Segment Start: Data for the task

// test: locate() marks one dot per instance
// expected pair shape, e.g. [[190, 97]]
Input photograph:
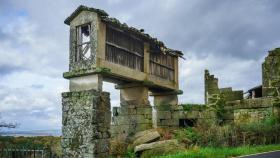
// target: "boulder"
[[147, 138], [141, 133], [156, 145]]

Segment End: Data for the task

What the task asks: Repeat, exactly and with no pictures, each line from the line that holds "e.g. [[190, 97]]" through the last line of the records above.

The answer:
// expected pair shape, e.g. [[190, 97]]
Input photograph:
// target: "boulder"
[[147, 138], [141, 133], [156, 145]]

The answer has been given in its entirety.